* [The exercise] Verbatim output of all the material below is required.

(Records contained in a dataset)
• • • • • • •

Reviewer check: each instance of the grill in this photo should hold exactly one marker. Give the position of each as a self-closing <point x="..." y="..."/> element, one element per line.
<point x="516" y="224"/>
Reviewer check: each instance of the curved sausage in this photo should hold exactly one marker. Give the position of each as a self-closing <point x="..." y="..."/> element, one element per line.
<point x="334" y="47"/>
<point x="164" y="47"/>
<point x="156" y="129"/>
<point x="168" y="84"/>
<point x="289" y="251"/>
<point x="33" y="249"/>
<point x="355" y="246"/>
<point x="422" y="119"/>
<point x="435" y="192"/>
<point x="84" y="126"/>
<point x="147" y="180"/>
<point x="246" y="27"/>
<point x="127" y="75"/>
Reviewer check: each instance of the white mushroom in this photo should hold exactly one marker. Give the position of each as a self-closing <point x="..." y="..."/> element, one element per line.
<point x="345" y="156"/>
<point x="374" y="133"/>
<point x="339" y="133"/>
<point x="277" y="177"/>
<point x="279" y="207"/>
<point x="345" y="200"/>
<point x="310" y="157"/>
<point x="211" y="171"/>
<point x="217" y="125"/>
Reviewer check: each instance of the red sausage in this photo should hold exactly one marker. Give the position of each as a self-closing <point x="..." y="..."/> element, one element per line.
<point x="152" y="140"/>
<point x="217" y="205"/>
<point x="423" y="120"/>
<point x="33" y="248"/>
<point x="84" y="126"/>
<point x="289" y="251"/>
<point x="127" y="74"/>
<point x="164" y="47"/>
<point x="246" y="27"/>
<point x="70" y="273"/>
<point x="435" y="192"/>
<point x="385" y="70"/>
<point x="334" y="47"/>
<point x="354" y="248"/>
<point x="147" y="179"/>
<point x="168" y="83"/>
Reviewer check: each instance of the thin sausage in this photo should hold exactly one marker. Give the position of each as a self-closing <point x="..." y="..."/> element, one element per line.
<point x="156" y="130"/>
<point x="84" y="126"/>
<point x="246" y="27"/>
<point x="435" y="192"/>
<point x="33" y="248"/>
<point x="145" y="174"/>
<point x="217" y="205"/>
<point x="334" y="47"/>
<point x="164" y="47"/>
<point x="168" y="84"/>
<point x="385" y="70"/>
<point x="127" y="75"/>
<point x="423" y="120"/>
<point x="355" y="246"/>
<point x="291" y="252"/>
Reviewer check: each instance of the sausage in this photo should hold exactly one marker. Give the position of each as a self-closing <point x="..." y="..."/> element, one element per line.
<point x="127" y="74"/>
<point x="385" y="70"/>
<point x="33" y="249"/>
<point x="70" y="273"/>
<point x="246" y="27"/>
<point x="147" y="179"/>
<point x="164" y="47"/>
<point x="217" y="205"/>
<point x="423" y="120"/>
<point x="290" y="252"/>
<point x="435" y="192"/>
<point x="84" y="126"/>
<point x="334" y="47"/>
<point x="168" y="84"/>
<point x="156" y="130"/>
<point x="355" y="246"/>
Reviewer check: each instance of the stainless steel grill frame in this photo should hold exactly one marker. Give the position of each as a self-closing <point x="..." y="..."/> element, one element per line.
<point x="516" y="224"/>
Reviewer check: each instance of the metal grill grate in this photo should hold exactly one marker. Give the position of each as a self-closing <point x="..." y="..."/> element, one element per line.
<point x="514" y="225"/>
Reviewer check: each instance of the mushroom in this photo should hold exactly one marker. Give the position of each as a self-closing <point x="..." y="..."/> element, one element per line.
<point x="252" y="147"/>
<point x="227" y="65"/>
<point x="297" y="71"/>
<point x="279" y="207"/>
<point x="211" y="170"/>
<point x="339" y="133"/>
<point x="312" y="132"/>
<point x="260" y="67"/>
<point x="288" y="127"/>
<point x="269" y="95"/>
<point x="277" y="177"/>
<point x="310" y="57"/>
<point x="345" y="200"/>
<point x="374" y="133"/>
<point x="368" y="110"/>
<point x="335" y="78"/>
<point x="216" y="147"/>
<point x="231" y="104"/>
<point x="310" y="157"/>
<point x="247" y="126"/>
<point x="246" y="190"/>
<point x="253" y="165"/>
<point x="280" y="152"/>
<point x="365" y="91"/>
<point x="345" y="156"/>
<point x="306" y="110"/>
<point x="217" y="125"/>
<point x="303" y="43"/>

• • • • • • •

* [Solution]
Reviewer check: each instance of the grill in this photo should hold exactly one marker. Give the position of each as a self-closing <point x="..." y="..."/> element, one element per line.
<point x="516" y="224"/>
Reviewer check: each instance of the curved sausage in this photo should hold exactly one marker. Give the position of each as a self-closing <point x="..." y="..."/> element, one element per line.
<point x="334" y="47"/>
<point x="164" y="47"/>
<point x="156" y="129"/>
<point x="168" y="84"/>
<point x="289" y="251"/>
<point x="33" y="249"/>
<point x="355" y="246"/>
<point x="422" y="119"/>
<point x="435" y="192"/>
<point x="84" y="126"/>
<point x="147" y="180"/>
<point x="246" y="27"/>
<point x="127" y="75"/>
Reviewer check: each instance of the white mushroom in this photo should hold exactly one marker. Give the position of each as a self-closing <point x="..." y="..."/> element, one element per line.
<point x="345" y="156"/>
<point x="374" y="133"/>
<point x="339" y="133"/>
<point x="277" y="177"/>
<point x="279" y="207"/>
<point x="345" y="200"/>
<point x="310" y="157"/>
<point x="211" y="171"/>
<point x="217" y="125"/>
Reviewer check: each instance of the red sausage in this photo should hold exactly one marker. Give the position of each as a self-closing <point x="..." y="..."/> element, one element per line.
<point x="152" y="140"/>
<point x="217" y="205"/>
<point x="423" y="120"/>
<point x="33" y="248"/>
<point x="84" y="126"/>
<point x="289" y="251"/>
<point x="127" y="74"/>
<point x="164" y="47"/>
<point x="246" y="27"/>
<point x="70" y="273"/>
<point x="435" y="192"/>
<point x="385" y="70"/>
<point x="334" y="47"/>
<point x="354" y="248"/>
<point x="147" y="179"/>
<point x="168" y="83"/>
Reviewer check: each instance of the thin sausage in this photo should hold exactly one marker. Give the position of each as a self-closing <point x="..." y="..."/> element, one element per line.
<point x="156" y="130"/>
<point x="84" y="126"/>
<point x="246" y="27"/>
<point x="435" y="192"/>
<point x="33" y="248"/>
<point x="145" y="174"/>
<point x="217" y="205"/>
<point x="334" y="47"/>
<point x="164" y="47"/>
<point x="168" y="84"/>
<point x="385" y="70"/>
<point x="127" y="75"/>
<point x="423" y="120"/>
<point x="355" y="246"/>
<point x="291" y="252"/>
Reviewer check: each instance of the sausage in this photo should hold exactly one marker. Give the position of each as a self-closing <point x="..." y="..."/> element, one element per line.
<point x="127" y="74"/>
<point x="385" y="70"/>
<point x="33" y="249"/>
<point x="70" y="273"/>
<point x="246" y="27"/>
<point x="147" y="179"/>
<point x="164" y="47"/>
<point x="217" y="205"/>
<point x="423" y="120"/>
<point x="290" y="252"/>
<point x="435" y="192"/>
<point x="84" y="126"/>
<point x="334" y="47"/>
<point x="168" y="84"/>
<point x="156" y="130"/>
<point x="355" y="246"/>
Reviewer check: each instance of the stainless steel grill frame in this photo should hold exactly one marker. Give the position of each as a self-closing <point x="..." y="..."/> element, one element per line.
<point x="516" y="224"/>
Reviewer check: each instance of the metal grill grate in this photo should hold exactly one marker. Give the position of each as a self-closing <point x="..." y="..."/> element, one element per line.
<point x="514" y="225"/>
Reviewer check: each instance of the mushroom in this photo should hold exactly one marker. Give the position of each as a self-closing <point x="..." y="..."/> element, one element per line.
<point x="252" y="147"/>
<point x="227" y="65"/>
<point x="297" y="71"/>
<point x="279" y="207"/>
<point x="211" y="170"/>
<point x="339" y="133"/>
<point x="312" y="132"/>
<point x="260" y="67"/>
<point x="288" y="127"/>
<point x="269" y="95"/>
<point x="277" y="177"/>
<point x="310" y="57"/>
<point x="345" y="200"/>
<point x="374" y="133"/>
<point x="368" y="110"/>
<point x="335" y="78"/>
<point x="216" y="147"/>
<point x="231" y="104"/>
<point x="310" y="157"/>
<point x="247" y="126"/>
<point x="246" y="190"/>
<point x="253" y="165"/>
<point x="280" y="152"/>
<point x="365" y="91"/>
<point x="345" y="156"/>
<point x="306" y="110"/>
<point x="217" y="125"/>
<point x="303" y="43"/>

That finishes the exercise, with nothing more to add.